Selected extract

↓

This is actually a dramatic shift from teaching concepts like analytical thinking, organization, communication, etc., indirectly via things like classics, philosophy, and other mostly-obsolete and practically useless things that are used as signalling for high wealth (ability to take classes that don't relate to a profession) and conscientiousness (ability to read a lot and write about it).

That said, the "critical thinking" in liberal arts is a joke. What actually happens is that the professor presents several arguments for or against a topic, and you regurgitate this on a paper.


Did you attend a liberal arts college? Because regurgitating the professor isn't at all what happened at the one I attended. Every student was required to do independent research.

As for whether learning critical thinking in the liberal arts is a direct or indirect result, I like this quote from Reed College's dean of the faculty Peter Steinberger:

"There’s only one thing that I think I can do, only one thing I’m qualified to do, and that’s help students learn how to think, to analyze, to develop intellectual discipline, to acquire a degree of mastery over one or another conceptual apparatus that helps us organize experience in compelling and defensible ways." [1]

He is not alone among teachers of the liberal arts in believing that while they are compelled by their individual disciplines, they are ultimately teaching students to think.

1. http://www.reed.edu/reed_magazine/sallyportal/posts/2014/an-...


I didn't attend a liberal arts college, but that was my experience in the liberal arts classes I took. Independent research is irrelevant; the patterns of argument used are rarely novel.

↑

Data lines
↓

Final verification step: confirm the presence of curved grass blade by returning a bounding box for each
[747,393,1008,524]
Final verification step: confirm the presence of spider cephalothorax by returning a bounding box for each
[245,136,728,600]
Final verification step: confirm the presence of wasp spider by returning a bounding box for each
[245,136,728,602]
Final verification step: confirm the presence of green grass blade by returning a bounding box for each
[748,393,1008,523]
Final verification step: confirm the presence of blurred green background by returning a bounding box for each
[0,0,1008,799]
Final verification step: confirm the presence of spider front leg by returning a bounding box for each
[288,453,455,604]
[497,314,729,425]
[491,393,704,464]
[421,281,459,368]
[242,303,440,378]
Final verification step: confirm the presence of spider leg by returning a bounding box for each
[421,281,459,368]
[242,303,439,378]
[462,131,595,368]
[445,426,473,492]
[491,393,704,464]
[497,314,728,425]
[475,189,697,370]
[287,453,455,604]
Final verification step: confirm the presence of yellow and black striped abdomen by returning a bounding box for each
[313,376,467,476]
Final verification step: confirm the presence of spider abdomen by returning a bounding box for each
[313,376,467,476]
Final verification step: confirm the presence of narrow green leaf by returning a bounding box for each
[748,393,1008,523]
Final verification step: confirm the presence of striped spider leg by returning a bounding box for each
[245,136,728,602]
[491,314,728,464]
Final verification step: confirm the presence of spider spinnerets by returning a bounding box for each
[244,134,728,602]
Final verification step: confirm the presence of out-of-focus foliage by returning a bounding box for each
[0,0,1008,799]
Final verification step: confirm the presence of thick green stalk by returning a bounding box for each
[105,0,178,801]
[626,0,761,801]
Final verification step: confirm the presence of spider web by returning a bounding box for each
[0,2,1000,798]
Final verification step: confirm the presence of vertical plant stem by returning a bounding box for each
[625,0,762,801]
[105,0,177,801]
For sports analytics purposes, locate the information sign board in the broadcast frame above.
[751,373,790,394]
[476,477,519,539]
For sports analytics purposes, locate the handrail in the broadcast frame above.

↑
↓

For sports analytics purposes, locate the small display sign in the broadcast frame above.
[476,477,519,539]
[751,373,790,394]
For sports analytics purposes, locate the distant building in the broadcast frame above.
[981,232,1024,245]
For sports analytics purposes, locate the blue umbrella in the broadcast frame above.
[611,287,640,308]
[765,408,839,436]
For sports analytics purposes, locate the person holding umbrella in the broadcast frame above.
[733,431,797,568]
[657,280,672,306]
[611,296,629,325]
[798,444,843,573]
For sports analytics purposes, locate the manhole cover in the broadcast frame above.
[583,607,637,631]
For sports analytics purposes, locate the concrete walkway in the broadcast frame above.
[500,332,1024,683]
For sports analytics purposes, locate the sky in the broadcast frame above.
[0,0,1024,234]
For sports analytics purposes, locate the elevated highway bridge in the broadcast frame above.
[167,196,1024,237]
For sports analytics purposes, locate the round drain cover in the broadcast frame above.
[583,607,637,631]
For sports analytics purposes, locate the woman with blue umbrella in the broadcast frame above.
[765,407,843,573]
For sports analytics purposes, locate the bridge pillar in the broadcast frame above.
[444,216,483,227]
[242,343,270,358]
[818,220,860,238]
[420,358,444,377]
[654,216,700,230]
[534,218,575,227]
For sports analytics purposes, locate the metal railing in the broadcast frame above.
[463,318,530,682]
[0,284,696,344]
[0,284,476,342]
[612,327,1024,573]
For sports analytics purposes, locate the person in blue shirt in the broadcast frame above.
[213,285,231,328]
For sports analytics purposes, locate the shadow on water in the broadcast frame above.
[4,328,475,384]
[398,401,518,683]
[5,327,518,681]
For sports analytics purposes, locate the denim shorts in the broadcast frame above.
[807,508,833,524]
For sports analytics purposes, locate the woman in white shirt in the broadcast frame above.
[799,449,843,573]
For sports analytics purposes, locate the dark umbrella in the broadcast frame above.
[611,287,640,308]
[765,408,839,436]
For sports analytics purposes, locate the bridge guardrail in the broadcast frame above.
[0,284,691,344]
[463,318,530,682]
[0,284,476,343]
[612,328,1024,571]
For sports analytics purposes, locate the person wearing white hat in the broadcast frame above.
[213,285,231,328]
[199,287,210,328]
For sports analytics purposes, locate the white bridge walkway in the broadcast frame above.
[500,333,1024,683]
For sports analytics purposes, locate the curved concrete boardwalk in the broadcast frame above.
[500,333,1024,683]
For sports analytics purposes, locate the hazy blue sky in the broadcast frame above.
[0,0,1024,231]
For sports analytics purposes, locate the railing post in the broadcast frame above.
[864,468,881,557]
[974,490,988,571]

↑

Exercise objective
Extend the discussion of critical thinking in liberal arts education, picking up after its last sentence.

Result of this exercise
I don't disagree that liberal arts colleges say the things you claim, I just dispute that they do them. One is much harder than the other.


There is another alternative college which I find interesting --it's pretty exclusive but seems to have quite a few salient people in its alumni.

"Deep Springs is founded on three principles, commonly called the "three pillars": academics, labor, and self-government."

http://en.wikipedia.org/wiki/Deep_Springs_College


I know a guy who went there. It's a weird place, and they spend a lot of their time playing cowboy.


I'm curious what he thinks about it? Good place, or it's good but only for some kind of people (right disposition), just different (not good or bad)?

Any other tidbits?


I think he liked it a lot, and credits it with making him who he is today. I think definitely it's a "right disposition" kind of place. For one thing, it's an all-male school, so you have to be a) a man, and b) the kind of man who doesn't mind not having women around. It's also a tiny, tiny school. I think they only take like a dozen students each year, so you have to be prepared to spend all your time with the same really small group of people.


Cool; thanks for the information. I suppose it's a pretty good college to go before university.


Also, to emphasize and expand on 'critical thinking', liberal arts teaches you to question ideas and assumptions, your own and others', to be open minded to and assimilate new concepts, and to communicate well.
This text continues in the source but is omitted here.